_Ausgewählter Auszug_.
------------------------

Um 22 Uhr bemerkt Kate McCann das Verschwinden ihrer Tochter. Ein Fenster des Appartements, das zuvor geschlossen gewesen sei, sei nun unverschlossen gewesen. Mit diesen Angaben informiert sie die portugiesische Polizei. Kurz darauf durchsuchen Hunderte Polizeibeamte die Ferienanlage, Flughäfen werden alarmiert. Die Polizei geht zu diesem Zeitpunkt davon aus, dass die Dreijährige entführt wurde, etwa für einen internationalen Pädophilenring oder für eine kriminelle Organisation, die Kinder zur Adoption ins Ausland verkauft.
Einen Tag später, am 4. Mai 2007, suchen die Eltern, Kate und Gerry McCann, den Weg in die Öffentlichkeit. Im britischen Fernsehen bitten sie die mutmaßlichen Entführer, ihre Tochter freizulassen, und die Bevölkerung, die Suche nach ihr zu unterstützen.
25 Tage nach Maddies Verschwinden mieten Kate und Gerry McCann ein Auto an der portugiesischen Algarve-Küste. Später berichten Medien, die portugiesische Polizei habe Blutspuren des Mädchens in dem Wagen gefunden, was darauf hindeute, dass seine Leiche im Kofferraum gelegen habe. Laut britischen Medien stimmten die entdeckten Blutspuren zu 100 Prozent mit Maddies DNA überein. Genaue Quellen für die Behauptungen nennen sie jedoch nicht.
Eltern geraten ins Visier der Ermittler
Der Direktor der Kriminalpolizei in Lissabon, Alípio Ribeiro, sagt dagegen im staatlichen Fernsehen RTP: „Nach den vorliegenden Laboranalysen kann man nicht mit absoluter Sicherheit sagen, von welcher Person das Blut stammt.“ Und weiter: „Es wäre spekulativ zu behaupten, dass sich Madeleines Leiche in dem Leihwagen befand.“
Vier Monate nach Maddies Verschwinden, im September, kehren die Eltern mit Billigung der Behörden Portugals nach Großbritannien zurück. In Portugal gelten diese mittlerweile als Verdächtige. Medien berichten, die Polizei gehe davon aus, dass Maddie bei einem Unfall gestorben sei – die Eltern hätten die Leiche verschwinden lassen, um den Unfall zu vertuschen. Der damalige Kripochef heißt Goncalo Amaral.
Die Rolle des umstrittenen Ex-Chefermittlers
Einen Monat später, im Oktober, wird Amaral gefeuert. Er hatte seine britischen Kollegen für die Aufrechterhaltung der Entführungstheorie kritisiert. Später wird er ein Buch über seine These schreiben. Im September 2021 sagt er in einem „Bild“-Interview:
Ich habe bis heute keine Zweifel, dass eine Entführung nur simuliert wurde. Die Anzeichen dafür: ein Fenster, von dem niemand sicher sagen konnte, ob es offen oder geschlossen war. Man hat uns erzählt, dass der angebliche Entführer dort hinein- und hinausgeklettert ist. Es gab Fingerabdrücke der Mutter, die zeigten, dass sie das Fenster geöffnet hat. Es waren die einzigen, die gefunden wurden.

------------------------

_Aufgabe_. Schreiben Sie aus dem Auszug über das Verschwinden von Maddie McCann den Abschnitt wörtlich ab, der bei „Eltern geraten ins“ beginnt und mit „heißt Goncalo Amaral.“ endet.

Gespeicherte Einträge
------------------------

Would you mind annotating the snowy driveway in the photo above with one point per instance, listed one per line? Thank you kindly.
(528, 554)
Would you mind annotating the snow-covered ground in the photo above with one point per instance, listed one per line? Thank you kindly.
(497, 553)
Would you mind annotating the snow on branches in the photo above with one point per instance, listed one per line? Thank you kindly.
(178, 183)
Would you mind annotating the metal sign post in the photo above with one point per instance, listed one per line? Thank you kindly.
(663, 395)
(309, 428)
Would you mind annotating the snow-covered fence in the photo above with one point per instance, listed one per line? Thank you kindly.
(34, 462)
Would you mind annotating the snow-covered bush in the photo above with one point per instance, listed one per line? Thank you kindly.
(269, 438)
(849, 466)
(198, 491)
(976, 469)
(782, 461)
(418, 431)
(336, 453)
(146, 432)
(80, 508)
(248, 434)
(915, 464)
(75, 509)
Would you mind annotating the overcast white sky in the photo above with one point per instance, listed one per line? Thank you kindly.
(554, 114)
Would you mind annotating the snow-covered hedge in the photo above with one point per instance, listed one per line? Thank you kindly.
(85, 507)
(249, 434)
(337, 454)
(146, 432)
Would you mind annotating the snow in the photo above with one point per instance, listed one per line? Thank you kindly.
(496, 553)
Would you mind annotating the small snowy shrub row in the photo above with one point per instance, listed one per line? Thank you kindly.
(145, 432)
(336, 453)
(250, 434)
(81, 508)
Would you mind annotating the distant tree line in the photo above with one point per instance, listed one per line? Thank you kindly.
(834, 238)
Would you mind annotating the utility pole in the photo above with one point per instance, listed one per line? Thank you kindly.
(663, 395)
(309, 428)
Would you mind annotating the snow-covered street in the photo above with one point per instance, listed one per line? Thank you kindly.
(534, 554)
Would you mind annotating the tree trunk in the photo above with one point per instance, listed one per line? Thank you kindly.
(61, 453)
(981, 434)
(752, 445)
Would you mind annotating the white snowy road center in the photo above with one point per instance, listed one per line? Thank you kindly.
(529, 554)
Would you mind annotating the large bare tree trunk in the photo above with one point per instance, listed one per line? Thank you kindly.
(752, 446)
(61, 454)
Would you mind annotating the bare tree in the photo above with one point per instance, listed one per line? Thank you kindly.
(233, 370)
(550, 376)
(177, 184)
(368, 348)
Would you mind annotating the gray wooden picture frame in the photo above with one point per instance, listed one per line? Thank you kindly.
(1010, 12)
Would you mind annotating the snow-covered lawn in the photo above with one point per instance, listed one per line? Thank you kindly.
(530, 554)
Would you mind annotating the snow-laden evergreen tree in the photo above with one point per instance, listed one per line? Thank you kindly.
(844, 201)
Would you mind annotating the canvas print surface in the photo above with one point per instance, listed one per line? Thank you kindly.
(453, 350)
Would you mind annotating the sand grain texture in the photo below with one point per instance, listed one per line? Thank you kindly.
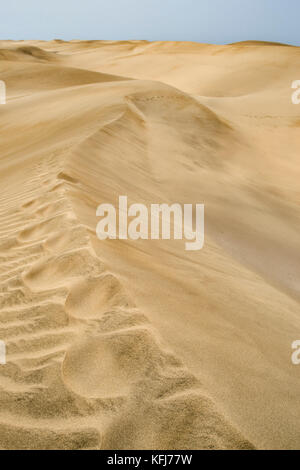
(142, 345)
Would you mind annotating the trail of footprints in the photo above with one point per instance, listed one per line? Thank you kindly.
(84, 367)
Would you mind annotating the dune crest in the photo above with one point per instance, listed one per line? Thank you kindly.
(126, 344)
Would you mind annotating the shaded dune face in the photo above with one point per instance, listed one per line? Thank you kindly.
(141, 345)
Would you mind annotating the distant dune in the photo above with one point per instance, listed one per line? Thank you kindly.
(141, 344)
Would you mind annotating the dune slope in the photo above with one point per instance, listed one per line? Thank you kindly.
(140, 344)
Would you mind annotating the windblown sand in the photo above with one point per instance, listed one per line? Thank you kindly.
(141, 344)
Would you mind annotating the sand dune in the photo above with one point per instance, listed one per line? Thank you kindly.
(140, 344)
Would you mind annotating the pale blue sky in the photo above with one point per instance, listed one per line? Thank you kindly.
(213, 21)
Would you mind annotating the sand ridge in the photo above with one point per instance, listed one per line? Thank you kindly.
(122, 345)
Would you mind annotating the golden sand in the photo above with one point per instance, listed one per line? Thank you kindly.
(123, 344)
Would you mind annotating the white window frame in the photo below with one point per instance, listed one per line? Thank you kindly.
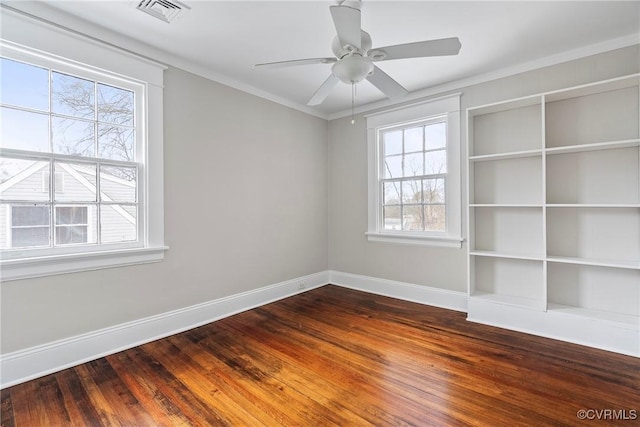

------------------------

_Antwort_.
Eltern geraten ins Visier der Ermittler
Der Direktor der Kriminalpolizei in Lissabon, Alípio Ribeiro, sagt dagegen im staatlichen Fernsehen RTP: „Nach den vorliegenden Laboranalysen kann man nicht mit absoluter Sicherheit sagen, von welcher Person das Blut stammt.“ Und weiter: „Es wäre spekulativ zu behaupten, dass sich Madeleines Leiche in dem Leihwagen befand.“
Vier Monate nach Maddies Verschwinden, im September, kehren die Eltern mit Billigung der Behörden Portugals nach Großbritannien zurück. In Portugal gelten diese mittlerweile als Verdächtige. Medien berichten, die Polizei gehe davon aus, dass Maddie bei einem Unfall gestorben sei – die Eltern hätten die Leiche verschwinden lassen, um den Unfall zu vertuschen. Der damalige Kripochef heißt Goncalo Amaral.